(Extracted records)
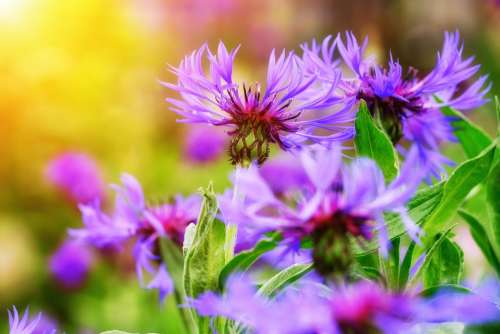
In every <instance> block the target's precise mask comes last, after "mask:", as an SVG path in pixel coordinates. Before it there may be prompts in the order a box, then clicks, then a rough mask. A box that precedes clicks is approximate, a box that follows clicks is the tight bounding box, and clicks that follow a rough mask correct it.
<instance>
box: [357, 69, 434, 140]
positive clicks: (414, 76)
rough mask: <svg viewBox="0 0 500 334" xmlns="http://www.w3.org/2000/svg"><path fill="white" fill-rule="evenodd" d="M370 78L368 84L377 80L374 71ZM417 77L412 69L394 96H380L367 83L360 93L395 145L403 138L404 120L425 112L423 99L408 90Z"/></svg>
mask: <svg viewBox="0 0 500 334" xmlns="http://www.w3.org/2000/svg"><path fill="white" fill-rule="evenodd" d="M384 72H385V73H386V72H387V71H386V70H385V71H384ZM368 77H369V79H370V80H368V82H374V81H375V80H376V78H375V72H374V70H373V69H372V70H371V71H370V73H369V75H368ZM416 77H417V71H416V70H415V69H414V68H410V69H409V71H408V74H407V76H406V77H405V78H403V80H402V81H401V83H399V84H398V85H397V86H396V87H395V88H394V92H393V94H387V95H384V96H381V95H378V94H377V93H376V91H375V89H374V87H373V86H372V85H371V84H370V83H366V82H365V84H364V85H363V87H361V89H360V91H359V92H358V95H357V98H358V99H363V100H364V101H366V104H367V107H368V110H369V111H370V113H371V114H372V116H373V117H374V118H376V119H379V120H380V122H381V124H382V126H383V127H384V129H385V131H386V132H387V134H388V135H389V137H390V138H391V141H392V142H393V144H396V143H397V142H399V140H400V139H401V137H402V136H403V125H402V121H403V119H404V118H406V117H411V116H412V115H414V114H421V113H422V112H424V111H425V109H424V107H423V105H424V101H423V100H422V97H421V96H420V95H415V94H413V93H410V92H409V90H408V87H411V85H412V84H413V83H414V82H415V79H416Z"/></svg>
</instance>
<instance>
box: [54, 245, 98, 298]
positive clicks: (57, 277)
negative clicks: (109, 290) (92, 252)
mask: <svg viewBox="0 0 500 334" xmlns="http://www.w3.org/2000/svg"><path fill="white" fill-rule="evenodd" d="M91 264H92V253H91V252H90V249H88V248H87V246H86V245H82V244H80V243H79V242H76V241H72V240H71V241H65V242H64V243H63V244H62V245H61V246H60V247H59V249H57V251H56V252H55V253H54V254H53V255H52V257H51V258H50V261H49V269H50V272H51V274H52V276H53V277H54V279H55V280H56V281H57V283H59V284H60V285H61V286H62V287H63V288H65V289H68V290H75V289H78V288H80V287H82V285H83V284H84V283H85V281H86V280H87V278H88V274H89V270H90V266H91Z"/></svg>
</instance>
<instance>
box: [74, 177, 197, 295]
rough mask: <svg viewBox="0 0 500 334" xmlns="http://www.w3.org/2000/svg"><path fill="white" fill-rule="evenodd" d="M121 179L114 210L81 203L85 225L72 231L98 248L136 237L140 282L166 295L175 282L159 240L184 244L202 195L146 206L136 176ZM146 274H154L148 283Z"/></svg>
mask: <svg viewBox="0 0 500 334" xmlns="http://www.w3.org/2000/svg"><path fill="white" fill-rule="evenodd" d="M121 181H122V185H115V186H114V189H115V191H116V193H117V195H116V200H115V209H114V212H113V213H112V214H111V215H108V214H106V213H104V212H103V211H102V210H101V209H100V207H99V205H98V204H92V205H80V210H81V212H82V217H83V223H84V227H83V228H81V229H73V230H70V231H69V233H70V235H71V236H72V237H74V238H76V239H77V240H81V241H84V242H87V243H89V244H91V245H93V246H95V247H98V248H103V247H114V248H119V249H120V248H123V246H124V244H125V243H127V242H128V241H130V240H133V241H134V242H135V246H134V252H133V253H134V258H135V262H136V272H137V276H138V279H139V282H140V284H141V285H143V286H146V287H147V288H151V289H153V288H154V289H158V290H159V291H160V296H161V297H162V298H163V297H165V296H166V295H167V294H168V293H170V292H171V291H172V282H171V279H170V277H169V276H168V273H167V270H166V265H165V264H164V263H162V262H161V257H160V254H159V253H158V250H159V245H158V242H159V239H160V238H169V239H171V240H173V241H175V242H176V243H177V244H179V246H181V245H182V242H183V240H184V231H185V229H186V227H187V226H188V225H189V224H190V223H195V222H196V219H197V215H198V211H199V208H200V204H201V202H200V198H199V197H198V196H191V197H187V198H183V197H181V196H177V197H175V198H174V200H173V201H172V202H171V203H164V204H160V205H147V204H146V200H145V198H144V194H143V191H142V187H141V185H140V184H139V182H137V180H136V179H135V178H134V177H132V176H131V175H127V174H124V175H123V176H122V178H121ZM145 273H147V274H148V275H150V276H153V279H152V281H151V282H150V283H148V284H145V283H144V274H145Z"/></svg>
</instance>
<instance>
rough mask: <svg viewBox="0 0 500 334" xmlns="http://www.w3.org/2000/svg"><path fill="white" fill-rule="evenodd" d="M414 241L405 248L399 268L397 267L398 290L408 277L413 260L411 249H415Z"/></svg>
mask: <svg viewBox="0 0 500 334" xmlns="http://www.w3.org/2000/svg"><path fill="white" fill-rule="evenodd" d="M415 245H416V243H415V241H412V242H411V243H410V246H408V249H407V250H406V253H405V256H404V258H403V262H402V263H401V268H400V269H399V290H400V291H403V290H404V289H405V287H406V283H408V279H409V278H410V271H411V264H412V261H413V251H414V250H415Z"/></svg>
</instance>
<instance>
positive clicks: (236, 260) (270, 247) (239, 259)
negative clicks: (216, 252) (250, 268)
mask: <svg viewBox="0 0 500 334" xmlns="http://www.w3.org/2000/svg"><path fill="white" fill-rule="evenodd" d="M280 239H281V236H280V235H279V234H278V233H275V234H273V235H272V236H271V237H270V238H266V239H262V240H260V241H259V242H258V243H257V244H256V245H255V246H254V248H252V249H249V250H245V251H242V252H239V253H238V255H236V256H235V257H233V258H232V259H231V261H229V262H228V263H227V264H226V265H225V266H224V268H222V270H221V272H220V275H219V287H220V288H221V289H222V288H223V287H224V284H225V283H226V281H227V279H228V278H229V276H230V275H231V274H232V273H234V272H245V271H246V270H248V268H250V266H251V265H252V264H254V263H255V261H257V260H258V259H259V258H260V257H261V256H262V255H264V254H265V253H267V252H269V251H271V250H273V249H275V248H276V246H278V242H279V240H280Z"/></svg>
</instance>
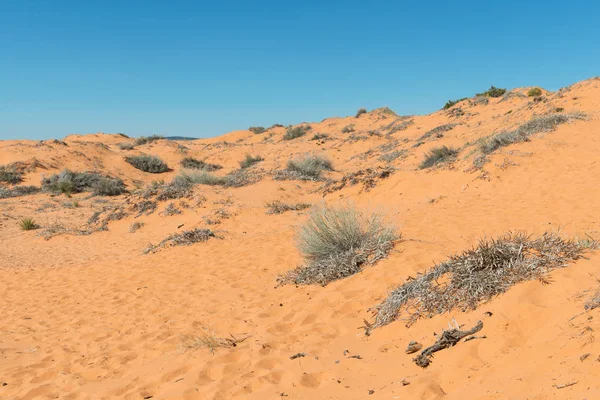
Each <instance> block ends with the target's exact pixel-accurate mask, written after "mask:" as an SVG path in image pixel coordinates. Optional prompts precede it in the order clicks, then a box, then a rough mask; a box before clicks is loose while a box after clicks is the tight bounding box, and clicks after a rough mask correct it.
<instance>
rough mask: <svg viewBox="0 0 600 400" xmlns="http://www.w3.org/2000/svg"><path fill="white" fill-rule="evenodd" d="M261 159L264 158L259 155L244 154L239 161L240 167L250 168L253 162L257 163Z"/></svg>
mask: <svg viewBox="0 0 600 400" xmlns="http://www.w3.org/2000/svg"><path fill="white" fill-rule="evenodd" d="M261 161H264V158H262V157H261V156H253V155H251V154H246V158H244V159H243V160H242V161H240V168H242V169H245V168H250V167H251V166H253V165H254V164H257V163H259V162H261Z"/></svg>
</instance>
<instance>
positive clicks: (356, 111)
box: [356, 108, 367, 118]
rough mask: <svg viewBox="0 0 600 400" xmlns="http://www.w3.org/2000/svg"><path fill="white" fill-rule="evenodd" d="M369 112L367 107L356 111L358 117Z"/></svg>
mask: <svg viewBox="0 0 600 400" xmlns="http://www.w3.org/2000/svg"><path fill="white" fill-rule="evenodd" d="M366 113H367V109H366V108H359V109H358V111H356V118H358V117H360V116H361V115H363V114H366Z"/></svg>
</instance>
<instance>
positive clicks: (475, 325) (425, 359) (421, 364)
mask: <svg viewBox="0 0 600 400" xmlns="http://www.w3.org/2000/svg"><path fill="white" fill-rule="evenodd" d="M482 328H483V322H481V321H478V322H477V325H475V326H474V327H473V328H471V329H469V330H468V331H461V330H459V329H450V330H448V331H443V332H442V334H441V335H440V336H439V337H438V340H437V342H435V343H434V344H433V345H432V346H429V347H427V348H426V349H425V350H423V351H422V352H421V354H419V355H418V356H417V357H416V358H414V359H413V361H414V362H415V364H417V365H418V366H419V367H422V368H426V367H428V366H429V364H430V363H431V358H432V356H433V353H435V352H437V351H440V350H444V349H447V348H449V347H452V346H454V345H455V344H456V343H458V342H459V341H460V340H461V339H462V338H464V337H466V336H469V335H473V334H475V333H477V332H479V331H480V330H481V329H482Z"/></svg>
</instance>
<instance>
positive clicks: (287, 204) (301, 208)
mask: <svg viewBox="0 0 600 400" xmlns="http://www.w3.org/2000/svg"><path fill="white" fill-rule="evenodd" d="M266 207H267V214H283V213H284V212H286V211H302V210H306V209H307V208H310V207H311V205H310V204H308V203H295V204H287V203H283V202H282V201H279V200H274V201H271V202H270V203H267V204H266Z"/></svg>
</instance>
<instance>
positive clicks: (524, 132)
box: [480, 113, 586, 154]
mask: <svg viewBox="0 0 600 400" xmlns="http://www.w3.org/2000/svg"><path fill="white" fill-rule="evenodd" d="M585 118H586V116H585V114H582V113H571V114H561V113H559V114H550V115H543V116H540V117H535V118H532V119H531V120H529V121H527V122H525V123H524V124H523V125H521V126H519V127H518V128H517V129H515V130H514V131H508V132H501V133H498V134H496V135H494V136H492V137H491V138H489V139H488V140H486V141H484V142H482V143H481V145H480V150H481V152H482V153H483V154H490V153H493V152H494V151H496V150H497V149H499V148H501V147H504V146H508V145H511V144H513V143H520V142H526V141H528V140H529V137H530V136H531V135H534V134H536V133H540V132H552V131H553V130H555V129H556V127H557V126H559V125H561V124H564V123H566V122H570V121H573V120H582V119H585Z"/></svg>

» **Your instructions**:
Which lines of the records contain the string "negative"? Pull out every one of them, matching case exactly.

» **Written answer**:
negative clicks: (109, 290) (92, 252)
negative clicks: (216, 252) (250, 268)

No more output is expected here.